### [TASK PROMPT]
Give the lines again exactly, from the one holding "Could you point to the officer's" to the last line of the listing below, both ends included and nothing added.
** begin EXERCISE INPUT **
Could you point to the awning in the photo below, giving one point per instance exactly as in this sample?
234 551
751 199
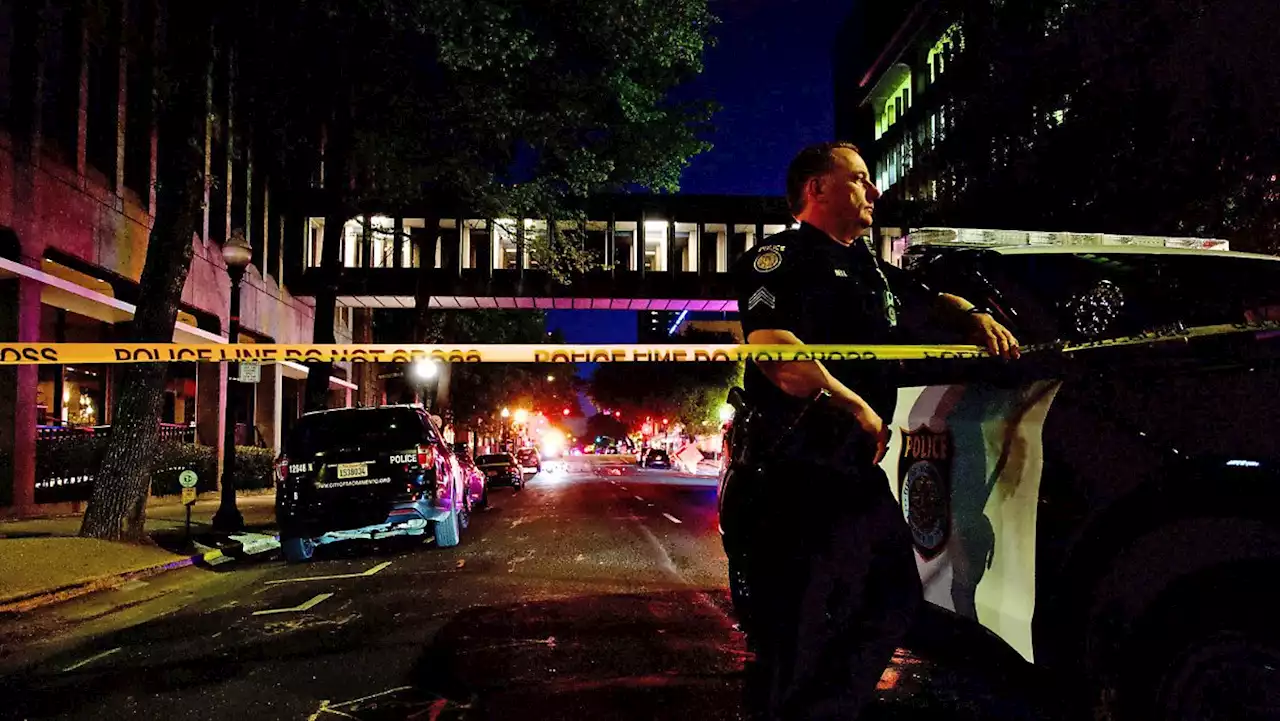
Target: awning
63 293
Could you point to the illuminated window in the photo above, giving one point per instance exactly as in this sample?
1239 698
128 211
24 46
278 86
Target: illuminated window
894 105
944 51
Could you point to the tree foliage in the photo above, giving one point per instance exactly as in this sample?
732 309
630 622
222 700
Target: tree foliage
499 106
689 393
1116 115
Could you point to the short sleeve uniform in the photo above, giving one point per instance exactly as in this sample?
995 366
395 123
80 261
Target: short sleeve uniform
826 293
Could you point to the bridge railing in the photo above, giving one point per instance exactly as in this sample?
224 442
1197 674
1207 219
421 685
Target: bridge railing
506 243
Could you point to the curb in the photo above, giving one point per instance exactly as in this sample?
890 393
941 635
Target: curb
23 603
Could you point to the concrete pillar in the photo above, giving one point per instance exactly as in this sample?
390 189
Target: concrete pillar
673 261
19 322
365 374
211 407
266 405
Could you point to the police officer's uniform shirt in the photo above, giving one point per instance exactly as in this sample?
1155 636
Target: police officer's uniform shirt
826 293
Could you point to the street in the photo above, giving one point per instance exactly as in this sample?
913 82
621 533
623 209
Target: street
598 593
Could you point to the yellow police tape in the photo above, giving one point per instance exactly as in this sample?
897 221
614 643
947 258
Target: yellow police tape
37 354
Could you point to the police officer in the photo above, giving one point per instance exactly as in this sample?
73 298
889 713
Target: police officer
821 560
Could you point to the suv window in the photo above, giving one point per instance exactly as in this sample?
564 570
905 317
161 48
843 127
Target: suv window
1066 296
1082 296
494 460
391 429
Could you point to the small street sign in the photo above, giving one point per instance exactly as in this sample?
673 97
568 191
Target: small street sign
250 372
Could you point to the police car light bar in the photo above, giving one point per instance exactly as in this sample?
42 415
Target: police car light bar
978 237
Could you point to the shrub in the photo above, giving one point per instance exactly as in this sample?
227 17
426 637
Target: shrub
173 457
255 468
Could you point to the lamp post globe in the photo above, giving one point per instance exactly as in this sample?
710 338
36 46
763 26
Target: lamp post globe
237 252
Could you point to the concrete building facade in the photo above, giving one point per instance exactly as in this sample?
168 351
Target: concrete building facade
77 202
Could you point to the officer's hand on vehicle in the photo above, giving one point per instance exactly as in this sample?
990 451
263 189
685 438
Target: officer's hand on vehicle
874 427
999 340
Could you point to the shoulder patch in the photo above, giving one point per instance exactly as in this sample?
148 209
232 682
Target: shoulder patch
768 259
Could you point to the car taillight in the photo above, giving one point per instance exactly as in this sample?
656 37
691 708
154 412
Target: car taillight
426 456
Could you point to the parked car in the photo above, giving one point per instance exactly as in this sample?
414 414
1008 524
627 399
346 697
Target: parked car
501 469
472 473
530 460
1106 514
370 473
657 459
** end EXERCISE INPUT **
### [COMPLETE OUTPUT]
Could you point to the officer's hand on vehicle in the photo above, giving one point per instance exactly as in this sample?
990 451
263 189
685 438
Target: officer's hand on vehicle
874 427
999 340
Could you point to the shoulder patch in the photo above, giving one point per instance exactly as in this sample?
148 209
232 682
Target: shoulder patch
768 259
Could you point to the car taillight in the photo above, giving one point per instance exactly as in this sample?
656 37
691 708
154 412
Target: car taillight
426 456
Could you point to the parked car in the photo above, giving one point per instance exactly as in this sample?
414 414
1008 524
627 399
346 697
Target: parked car
501 469
472 473
530 460
1106 514
370 473
657 459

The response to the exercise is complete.